[Opening RECORDS SUPPLIED section]
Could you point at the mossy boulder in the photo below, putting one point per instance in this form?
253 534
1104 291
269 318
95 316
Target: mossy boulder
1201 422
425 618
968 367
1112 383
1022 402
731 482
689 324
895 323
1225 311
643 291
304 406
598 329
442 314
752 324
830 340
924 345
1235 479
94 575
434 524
[Closing RECORDS SUPPLIED section]
■ YOUR ASSIGNMENT ■
Return the listing in full, exactly.

■ ANSWER BELOW ■
Could you point at the mossy boulder in the photo below, putting one point per instance in this form?
253 534
1104 291
269 318
95 316
Target: mossy boulder
1201 422
425 618
968 367
1112 383
1022 402
731 482
689 324
895 323
1225 311
643 291
304 406
598 329
442 314
752 324
830 340
924 345
1235 479
94 575
434 524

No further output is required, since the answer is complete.